* **DOCUMENT PASSAGE**:
= = =
Plants perennial; cespitose or soboliferous, sometimes rhizomatous. Culms 10–140(150) cm, erect, usually glabrous, usually smooth; nodes 1–6; branching intra- or extravaginal at the base, not branching above the base; prophylls concealed by the leaf sheaths. Leaves sometimes basally concentrated; cleistogenes not present; sheaths open, glabrous, smooth to scabrous; auricles absent; ligules 0.2–15 mm, membranous to hyaline; blades 0.5–16 mm wide, flat, involute, valvate, or folded, often tapering in the distal 1/3, apices acute to acuminate, not stiff, basal blades not overwintering, sometimes not developed, flag leaf blades well developed, longer than 1 cm. Inflorescences 3–40 cm, terminal panicles, open or contracted; branches straight or flexuous, usually scabrous, rarely smooth; pedicels often appressed to the branches. Spikelets 1.5–7.5 mm, with 1 floret; rachillas not prolonged beyond the floret; disarticulation above the glumes, beneath the floret. Glumes from 1 mm shorter than to exceeding the florets, subequal or the lower glumes longer than the upper glumes, membranous, 1–9-veined, veins evident, apices obtuse to acute or acuminate; florets 1.5–10 mm, usually dorsally compressed, sometimes terete; calluses 0.1–0.6 mm, glabrous or with hairs, blunt; lemmas 1.2–9 mm, smooth, coriaceous or stiffly membranous, tawny or light brown to black at maturity, 3–7-veined, margins flat, separated and parallel for their whole length at maturity, apices not lobed or lobed, glabrous or hairy, hairs about 0.5 mm, not spreading, awned, lemma-awn junction evident; awns 1–18(20) mm, centric, often caducous, almost straight to once- or twice-geniculate, scabrous; paleas as long as or slightly longer than the lemmas, similar in texture and pubescence, 2(3)-veined, not keeled over the veins, flat between the veins, veins terminating near the apices, apices often pinched; anthers 3, 0.6–5 mm, sometimes penicillate; styles 2 and free to their bases, or 1 with 2–3 branches. Caryopses glabrous, ovoid to obovoid; hila 1/2 as long as to equaling the length of the caryopses. x = 11, 12. Name from the Greek pipto, ‘fall’, and ather, ‘awn’.
= = =
* **SUPPLIED MATERIAL**:
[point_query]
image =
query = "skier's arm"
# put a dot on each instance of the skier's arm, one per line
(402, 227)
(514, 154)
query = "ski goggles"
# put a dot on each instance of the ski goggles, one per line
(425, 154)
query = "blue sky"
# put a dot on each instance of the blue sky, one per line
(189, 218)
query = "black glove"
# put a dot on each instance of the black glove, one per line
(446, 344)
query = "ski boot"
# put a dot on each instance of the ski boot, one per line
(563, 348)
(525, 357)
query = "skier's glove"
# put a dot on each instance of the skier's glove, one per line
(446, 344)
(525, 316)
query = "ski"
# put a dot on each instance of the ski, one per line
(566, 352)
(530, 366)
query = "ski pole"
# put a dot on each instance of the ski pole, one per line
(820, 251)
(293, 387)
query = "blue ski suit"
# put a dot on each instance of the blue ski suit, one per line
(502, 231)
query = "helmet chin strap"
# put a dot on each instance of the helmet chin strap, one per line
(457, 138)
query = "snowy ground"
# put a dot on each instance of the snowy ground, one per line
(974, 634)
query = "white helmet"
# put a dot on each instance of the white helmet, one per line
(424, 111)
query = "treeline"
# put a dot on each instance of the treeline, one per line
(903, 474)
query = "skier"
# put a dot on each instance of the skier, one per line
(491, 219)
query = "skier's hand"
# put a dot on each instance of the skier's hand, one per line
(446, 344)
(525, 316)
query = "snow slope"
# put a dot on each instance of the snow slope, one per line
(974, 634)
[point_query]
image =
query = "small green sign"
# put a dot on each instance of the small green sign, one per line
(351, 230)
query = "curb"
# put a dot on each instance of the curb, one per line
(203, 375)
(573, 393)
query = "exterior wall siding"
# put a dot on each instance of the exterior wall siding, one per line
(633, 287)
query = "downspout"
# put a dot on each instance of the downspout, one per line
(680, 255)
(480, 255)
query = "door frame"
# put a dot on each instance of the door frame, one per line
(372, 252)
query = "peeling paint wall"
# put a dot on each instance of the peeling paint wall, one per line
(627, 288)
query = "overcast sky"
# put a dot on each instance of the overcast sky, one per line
= = =
* **WORK ITEM A**: List every form of leaf blade that the grass description mentions.
* **WORK ITEM B**: According to the grass description, how long are the spikelets?
* **WORK ITEM C**: Continue the grass description from its last sentence.

* **RESPONSE BOX A**: Flat, involute, valvate, and folded.

* **RESPONSE BOX B**: The spikelets are 1.5–7.5 mm long.

* **RESPONSE BOX C**:
Piptatherum has approximately 30 species, most of which are Eurasian. They extend from lowland to alpine regions, and grow in habitats ranging from mesic forests to semideserts.
The pistils in Piptatherum exhibit variability in the development of the styles, a feature that can be seen only in florets shortly before or at anthesis. This variability is reported in the descriptions, but the number of specimens examined per species is low, sometimes only one.
SELECTED REFERENCES Curto, M.L. and D.H. Henderson. 1998. A new Stipa (Poaceae: Stipeae) from Idaho and Nevada. Madroño 45:57–63; Freitag, H. 1975. The genus Piptatherum (Gramineae) in southwest Asia. Notes Roy. Bot. Gard. Edinburgh 42:355–489; Jacobs, S.W.L., R. Bayer, J. Everett, M.O. Arriaga, M.E. Barkworth, A. Sabin-Badereau, M.A. Torres, F. Vázquez, and N. Bagnall. 2006. Systematics of the tribe Stipeae using molecular data. Aliso 23:349–361; Johnson, B.L. 1945. Cytotaxonomic studies in Oryzopsis. Bot. Gaz. 107:1–32.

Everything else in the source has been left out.